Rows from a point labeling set
════════
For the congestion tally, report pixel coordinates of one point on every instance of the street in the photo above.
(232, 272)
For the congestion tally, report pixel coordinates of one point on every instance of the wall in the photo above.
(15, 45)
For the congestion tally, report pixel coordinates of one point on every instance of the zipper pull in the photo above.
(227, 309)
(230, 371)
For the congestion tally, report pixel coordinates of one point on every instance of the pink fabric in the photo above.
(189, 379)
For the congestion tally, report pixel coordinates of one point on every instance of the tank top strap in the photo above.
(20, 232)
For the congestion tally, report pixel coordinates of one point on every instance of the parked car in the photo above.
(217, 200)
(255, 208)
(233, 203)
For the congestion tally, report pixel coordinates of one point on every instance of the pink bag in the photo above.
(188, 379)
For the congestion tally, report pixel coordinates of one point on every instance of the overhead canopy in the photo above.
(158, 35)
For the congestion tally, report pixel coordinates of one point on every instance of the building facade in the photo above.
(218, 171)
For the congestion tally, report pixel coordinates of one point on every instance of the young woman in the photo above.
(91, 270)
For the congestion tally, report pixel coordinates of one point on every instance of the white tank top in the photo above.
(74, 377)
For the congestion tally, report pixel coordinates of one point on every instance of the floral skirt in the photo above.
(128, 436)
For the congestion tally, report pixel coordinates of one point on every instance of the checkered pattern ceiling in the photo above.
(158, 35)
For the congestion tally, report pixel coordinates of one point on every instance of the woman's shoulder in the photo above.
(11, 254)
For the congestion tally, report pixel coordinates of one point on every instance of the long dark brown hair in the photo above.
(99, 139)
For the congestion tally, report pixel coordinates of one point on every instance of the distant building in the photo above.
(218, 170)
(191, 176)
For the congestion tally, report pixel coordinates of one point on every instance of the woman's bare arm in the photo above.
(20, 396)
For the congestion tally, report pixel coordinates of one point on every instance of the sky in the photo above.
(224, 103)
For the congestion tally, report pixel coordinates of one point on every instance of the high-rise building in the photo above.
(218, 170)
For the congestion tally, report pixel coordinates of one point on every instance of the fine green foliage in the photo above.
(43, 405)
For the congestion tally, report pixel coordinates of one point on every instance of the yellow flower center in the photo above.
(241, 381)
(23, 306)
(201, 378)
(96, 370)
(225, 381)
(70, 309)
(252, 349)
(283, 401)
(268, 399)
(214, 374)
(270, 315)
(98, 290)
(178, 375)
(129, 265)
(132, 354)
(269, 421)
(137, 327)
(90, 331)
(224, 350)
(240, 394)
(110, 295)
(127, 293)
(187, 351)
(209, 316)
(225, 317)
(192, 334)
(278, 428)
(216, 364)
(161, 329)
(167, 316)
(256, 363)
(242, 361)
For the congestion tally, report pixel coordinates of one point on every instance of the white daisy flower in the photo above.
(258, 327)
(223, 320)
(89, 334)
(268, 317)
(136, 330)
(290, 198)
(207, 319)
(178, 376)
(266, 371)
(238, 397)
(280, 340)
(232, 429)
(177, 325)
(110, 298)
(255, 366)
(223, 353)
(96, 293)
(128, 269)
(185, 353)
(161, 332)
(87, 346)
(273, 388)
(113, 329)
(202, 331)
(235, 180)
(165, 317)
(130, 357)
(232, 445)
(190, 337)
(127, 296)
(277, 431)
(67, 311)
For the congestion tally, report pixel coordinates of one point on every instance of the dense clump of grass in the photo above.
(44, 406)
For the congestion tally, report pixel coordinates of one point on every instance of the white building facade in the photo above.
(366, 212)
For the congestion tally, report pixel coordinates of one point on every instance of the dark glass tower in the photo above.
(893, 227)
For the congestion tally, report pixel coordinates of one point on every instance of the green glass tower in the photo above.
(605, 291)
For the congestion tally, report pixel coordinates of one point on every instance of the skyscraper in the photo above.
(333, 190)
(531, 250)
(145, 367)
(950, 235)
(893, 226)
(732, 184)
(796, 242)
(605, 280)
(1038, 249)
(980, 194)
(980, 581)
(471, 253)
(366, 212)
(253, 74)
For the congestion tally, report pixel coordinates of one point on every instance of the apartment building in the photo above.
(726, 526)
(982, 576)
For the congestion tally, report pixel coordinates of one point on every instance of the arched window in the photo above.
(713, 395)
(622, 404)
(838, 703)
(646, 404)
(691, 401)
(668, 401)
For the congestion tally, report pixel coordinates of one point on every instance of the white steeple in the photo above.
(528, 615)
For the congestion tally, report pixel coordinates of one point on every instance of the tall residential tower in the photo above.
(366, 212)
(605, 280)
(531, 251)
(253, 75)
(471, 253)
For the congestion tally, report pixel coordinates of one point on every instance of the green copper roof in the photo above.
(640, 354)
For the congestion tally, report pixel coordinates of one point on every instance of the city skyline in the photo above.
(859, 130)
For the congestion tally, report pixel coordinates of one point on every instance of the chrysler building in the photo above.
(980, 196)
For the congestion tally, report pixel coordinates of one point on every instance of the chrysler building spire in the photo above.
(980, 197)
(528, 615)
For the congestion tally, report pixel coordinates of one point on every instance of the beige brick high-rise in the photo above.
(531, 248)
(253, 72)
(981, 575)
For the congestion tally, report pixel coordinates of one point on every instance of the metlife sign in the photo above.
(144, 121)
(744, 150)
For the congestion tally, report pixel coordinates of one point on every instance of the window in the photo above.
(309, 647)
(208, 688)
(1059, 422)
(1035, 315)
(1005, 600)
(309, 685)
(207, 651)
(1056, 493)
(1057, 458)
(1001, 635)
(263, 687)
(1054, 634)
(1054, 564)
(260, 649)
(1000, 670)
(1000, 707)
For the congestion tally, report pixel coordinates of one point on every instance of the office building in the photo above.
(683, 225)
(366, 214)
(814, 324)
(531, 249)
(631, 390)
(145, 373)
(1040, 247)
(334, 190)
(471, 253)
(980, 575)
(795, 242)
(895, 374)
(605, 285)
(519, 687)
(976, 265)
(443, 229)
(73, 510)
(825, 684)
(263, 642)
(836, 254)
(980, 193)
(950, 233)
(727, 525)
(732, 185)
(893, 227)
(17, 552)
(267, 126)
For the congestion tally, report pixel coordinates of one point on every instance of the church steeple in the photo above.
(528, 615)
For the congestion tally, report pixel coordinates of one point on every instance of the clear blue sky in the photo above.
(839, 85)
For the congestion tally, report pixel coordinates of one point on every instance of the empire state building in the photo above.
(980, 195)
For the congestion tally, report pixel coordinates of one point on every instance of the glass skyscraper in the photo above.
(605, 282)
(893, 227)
════════
Objective —
Arrange every line of the rows above as a JSON list of strings, one string per line, with blank lines omitted.

Solution to this task —
[
  "For the congestion tally, report pixel coordinates of one point on every instance of the street in the photo above.",
  "(232, 272)",
  "For the congestion tally, report pixel coordinates of one point on every instance of the wall in the photo above.",
  "(15, 45)",
  "For the congestion tally, report pixel coordinates of one point on every instance of the zipper pull in the photo above.",
  "(227, 309)",
  "(230, 371)",
  "For the congestion tally, report pixel coordinates of one point on every instance of the pink fabric in the photo above.",
  "(189, 379)",
  "For the congestion tally, report pixel coordinates of one point on every instance of the tank top strap in the photo above.",
  "(20, 232)",
  "For the congestion tally, report pixel coordinates of one point on every instance of the parked car in the photo above.",
  "(217, 200)",
  "(255, 208)",
  "(233, 203)",
  "For the congestion tally, report pixel coordinates of one point on every instance of the pink bag in the photo above.",
  "(188, 379)",
  "For the congestion tally, report pixel coordinates of one point on every instance of the overhead canopy in the photo above.",
  "(158, 35)",
  "For the congestion tally, report pixel coordinates of one point on every instance of the building facade in the photo above.",
  "(218, 171)",
  "For the congestion tally, report pixel coordinates of one point on every instance of the young woman in the photo above.",
  "(91, 270)",
  "For the congestion tally, report pixel coordinates of one point on every instance of the white tank top in the photo above.",
  "(74, 377)",
  "For the congestion tally, report pixel coordinates of one point on every instance of the floral skirt in the photo above.",
  "(128, 436)",
  "For the congestion tally, report pixel coordinates of one point on every instance of the checkered pattern ceiling in the photo above.",
  "(158, 35)",
  "For the congestion tally, report pixel coordinates of one point on every instance of the woman's shoulder in the photo above.",
  "(11, 254)",
  "For the congestion tally, report pixel coordinates of one point on every instance of the long dark brown hair in the photo above.",
  "(99, 139)",
  "For the congestion tally, report pixel coordinates of one point on every instance of the distant building in the photo above.",
  "(218, 170)",
  "(191, 176)",
  "For the congestion tally, report pixel coordinates of one point on every instance of the woman's bare arm in the photo above.",
  "(20, 396)",
  "For the congestion tally, report pixel coordinates of one point on every instance of the sky in the photo above.",
  "(224, 103)",
  "For the congestion tally, report pixel coordinates of one point on every instance of the high-rise building in the photo above.",
  "(218, 170)",
  "For the congestion tally, report pixel coordinates of one point on every instance of the fine green foliage in the photo above.",
  "(43, 405)",
  "For the congestion tally, report pixel coordinates of one point on every instance of the yellow flower center in the photo above.",
  "(241, 381)",
  "(23, 306)",
  "(201, 378)",
  "(96, 370)",
  "(225, 381)",
  "(70, 309)",
  "(252, 349)",
  "(283, 401)",
  "(268, 399)",
  "(214, 374)",
  "(270, 315)",
  "(98, 290)",
  "(178, 375)",
  "(129, 265)",
  "(132, 354)",
  "(269, 421)",
  "(137, 327)",
  "(90, 331)",
  "(224, 350)",
  "(240, 394)",
  "(110, 295)",
  "(127, 293)",
  "(187, 351)",
  "(209, 316)",
  "(225, 317)",
  "(192, 334)",
  "(278, 428)",
  "(216, 364)",
  "(161, 329)",
  "(167, 316)",
  "(256, 363)",
  "(242, 361)",
  "For the congestion tally, report pixel coordinates of one point on every instance of the white daisy flower in the photo above.",
  "(258, 327)",
  "(223, 320)",
  "(89, 334)",
  "(268, 317)",
  "(136, 330)",
  "(290, 198)",
  "(207, 319)",
  "(178, 376)",
  "(266, 371)",
  "(238, 397)",
  "(280, 340)",
  "(232, 429)",
  "(177, 325)",
  "(110, 298)",
  "(255, 366)",
  "(223, 353)",
  "(96, 293)",
  "(128, 269)",
  "(185, 353)",
  "(161, 332)",
  "(87, 346)",
  "(273, 388)",
  "(113, 329)",
  "(202, 331)",
  "(235, 180)",
  "(165, 317)",
  "(130, 357)",
  "(232, 445)",
  "(190, 337)",
  "(127, 296)",
  "(277, 431)",
  "(67, 311)",
  "For the congestion tally, report pixel coordinates of one point on every instance of the dense clump of grass in the photo above.",
  "(44, 406)",
  "For the congestion tally, report pixel coordinates of one point on every instance of the white building facade in the photo above.",
  "(366, 212)",
  "For the congestion tally, report pixel coordinates of one point on every instance of the dark glass tower in the photo above.",
  "(893, 227)",
  "For the congestion tally, report pixel coordinates of one point on every instance of the green glass tower in the photo above.",
  "(605, 291)",
  "For the congestion tally, report pixel coordinates of one point on every instance of the skyscraper in the photo above.",
  "(333, 190)",
  "(531, 250)",
  "(145, 367)",
  "(950, 235)",
  "(893, 226)",
  "(732, 184)",
  "(796, 242)",
  "(605, 280)",
  "(1038, 249)",
  "(980, 194)",
  "(980, 581)",
  "(471, 253)",
  "(366, 212)",
  "(253, 74)",
  "For the congestion tally, report pixel coordinates of one point on every instance of the apartment building in the photo above.",
  "(726, 526)",
  "(982, 576)",
  "For the congestion tally, report pixel coordinates of one point on every instance of the arched window in the photo above.",
  "(713, 395)",
  "(622, 404)",
  "(838, 703)",
  "(646, 404)",
  "(691, 401)",
  "(668, 401)",
  "For the congestion tally, report pixel coordinates of one point on every instance of the white steeple in the photo above.",
  "(528, 615)",
  "For the congestion tally, report pixel coordinates of one point on every instance of the tall residential tower in the photo above.",
  "(366, 212)",
  "(605, 280)",
  "(531, 251)",
  "(253, 75)",
  "(471, 253)",
  "For the congestion tally, report pixel coordinates of one point on every instance of the green copper roof in the photo above.",
  "(640, 354)",
  "For the congestion tally, report pixel coordinates of one point on every instance of the city skyline in the photo above.",
  "(859, 130)",
  "For the congestion tally, report pixel coordinates of one point on every instance of the chrysler building in the photo above.",
  "(980, 196)",
  "For the congestion tally, report pixel coordinates of one point on every instance of the chrysler building spire in the photo above.",
  "(980, 197)",
  "(528, 615)",
  "For the congestion tally, report pixel coordinates of one point on every instance of the beige brick high-rise in the photo above.",
  "(531, 248)",
  "(253, 72)",
  "(981, 575)",
  "For the congestion tally, report pixel coordinates of one point on every instance of the metlife sign in the photo above.",
  "(144, 121)",
  "(744, 150)",
  "For the congestion tally, report pixel coordinates of one point on every instance of the window in the photo above.",
  "(309, 647)",
  "(208, 688)",
  "(1059, 422)",
  "(1035, 315)",
  "(1005, 600)",
  "(309, 685)",
  "(207, 651)",
  "(1056, 493)",
  "(1057, 458)",
  "(1001, 635)",
  "(263, 687)",
  "(1054, 634)",
  "(1054, 564)",
  "(260, 649)",
  "(1000, 670)",
  "(1000, 707)",
  "For the congestion tally, report pixel coordinates of one point on every instance of the office building in the photo above.",
  "(683, 225)",
  "(366, 214)",
  "(814, 324)",
  "(531, 249)",
  "(631, 390)",
  "(145, 373)",
  "(1040, 247)",
  "(334, 190)",
  "(471, 253)",
  "(980, 575)",
  "(795, 242)",
  "(895, 374)",
  "(605, 285)",
  "(519, 687)",
  "(976, 265)",
  "(443, 229)",
  "(73, 510)",
  "(825, 684)",
  "(263, 642)",
  "(836, 254)",
  "(980, 193)",
  "(950, 233)",
  "(727, 525)",
  "(732, 185)",
  "(893, 227)",
  "(17, 552)",
  "(267, 126)",
  "For the congestion tally, report pixel coordinates of one point on every instance of the church steeple in the photo above.",
  "(528, 615)",
  "For the congestion tally, report pixel coordinates of one point on every instance of the clear blue sky in the photo above.",
  "(839, 85)",
  "For the congestion tally, report pixel coordinates of one point on every instance of the empire state building in the photo above.",
  "(980, 195)",
  "For the congestion tally, report pixel coordinates of one point on every instance of the glass skyscraper in the photo above.",
  "(605, 282)",
  "(893, 227)"
]